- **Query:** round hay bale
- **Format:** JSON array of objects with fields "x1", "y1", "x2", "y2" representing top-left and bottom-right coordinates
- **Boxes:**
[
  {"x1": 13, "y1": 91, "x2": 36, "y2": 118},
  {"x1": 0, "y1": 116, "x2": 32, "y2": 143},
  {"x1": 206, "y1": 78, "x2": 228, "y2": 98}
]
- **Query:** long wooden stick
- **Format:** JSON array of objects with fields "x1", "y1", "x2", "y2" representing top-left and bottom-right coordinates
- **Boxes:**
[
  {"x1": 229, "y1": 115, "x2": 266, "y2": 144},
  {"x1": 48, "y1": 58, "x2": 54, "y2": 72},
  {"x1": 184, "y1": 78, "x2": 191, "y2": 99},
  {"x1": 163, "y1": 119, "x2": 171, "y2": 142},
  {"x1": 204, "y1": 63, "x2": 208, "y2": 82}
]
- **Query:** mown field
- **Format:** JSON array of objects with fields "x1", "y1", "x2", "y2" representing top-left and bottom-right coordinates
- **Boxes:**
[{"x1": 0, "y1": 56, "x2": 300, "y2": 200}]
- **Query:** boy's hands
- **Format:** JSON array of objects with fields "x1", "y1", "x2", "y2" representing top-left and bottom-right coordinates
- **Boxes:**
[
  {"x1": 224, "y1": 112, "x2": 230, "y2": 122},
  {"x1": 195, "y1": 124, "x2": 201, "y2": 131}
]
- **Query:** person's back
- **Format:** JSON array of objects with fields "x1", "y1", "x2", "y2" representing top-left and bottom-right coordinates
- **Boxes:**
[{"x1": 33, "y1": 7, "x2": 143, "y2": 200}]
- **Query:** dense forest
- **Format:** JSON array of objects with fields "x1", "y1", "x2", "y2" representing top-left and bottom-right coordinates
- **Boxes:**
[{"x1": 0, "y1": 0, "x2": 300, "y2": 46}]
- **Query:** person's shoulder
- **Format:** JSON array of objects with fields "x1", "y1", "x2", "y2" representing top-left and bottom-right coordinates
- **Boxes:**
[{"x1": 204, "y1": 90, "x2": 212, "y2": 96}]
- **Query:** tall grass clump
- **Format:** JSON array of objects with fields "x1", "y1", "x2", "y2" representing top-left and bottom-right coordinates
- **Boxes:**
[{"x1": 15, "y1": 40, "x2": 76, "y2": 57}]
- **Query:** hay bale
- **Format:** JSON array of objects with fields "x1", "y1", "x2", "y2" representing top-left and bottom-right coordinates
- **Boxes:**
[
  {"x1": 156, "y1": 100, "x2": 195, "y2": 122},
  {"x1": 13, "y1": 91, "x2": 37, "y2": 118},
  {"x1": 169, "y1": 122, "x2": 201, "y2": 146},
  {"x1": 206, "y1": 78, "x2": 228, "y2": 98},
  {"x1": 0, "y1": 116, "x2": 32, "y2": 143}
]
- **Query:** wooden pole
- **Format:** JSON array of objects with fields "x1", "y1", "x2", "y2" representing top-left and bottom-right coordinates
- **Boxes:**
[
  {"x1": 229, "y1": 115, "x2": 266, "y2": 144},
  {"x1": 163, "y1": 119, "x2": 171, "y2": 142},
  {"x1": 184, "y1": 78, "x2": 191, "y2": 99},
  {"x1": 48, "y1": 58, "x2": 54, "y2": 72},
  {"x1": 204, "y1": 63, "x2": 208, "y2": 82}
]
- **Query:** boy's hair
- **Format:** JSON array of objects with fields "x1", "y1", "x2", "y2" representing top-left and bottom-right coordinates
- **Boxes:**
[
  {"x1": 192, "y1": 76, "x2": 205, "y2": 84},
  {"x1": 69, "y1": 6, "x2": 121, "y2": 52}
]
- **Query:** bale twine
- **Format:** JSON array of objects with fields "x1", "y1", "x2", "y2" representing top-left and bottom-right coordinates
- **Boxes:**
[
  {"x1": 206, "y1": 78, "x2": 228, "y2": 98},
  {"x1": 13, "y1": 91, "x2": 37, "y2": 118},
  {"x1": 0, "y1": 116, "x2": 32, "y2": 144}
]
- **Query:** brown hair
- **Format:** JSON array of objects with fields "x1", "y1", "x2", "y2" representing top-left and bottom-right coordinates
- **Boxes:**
════════════════
Pull out every line of the records that contains the word "bale", matching case exactly.

= Answer =
- **Query:** round hay bale
- **Query:** hay bale
- **Query:** bale twine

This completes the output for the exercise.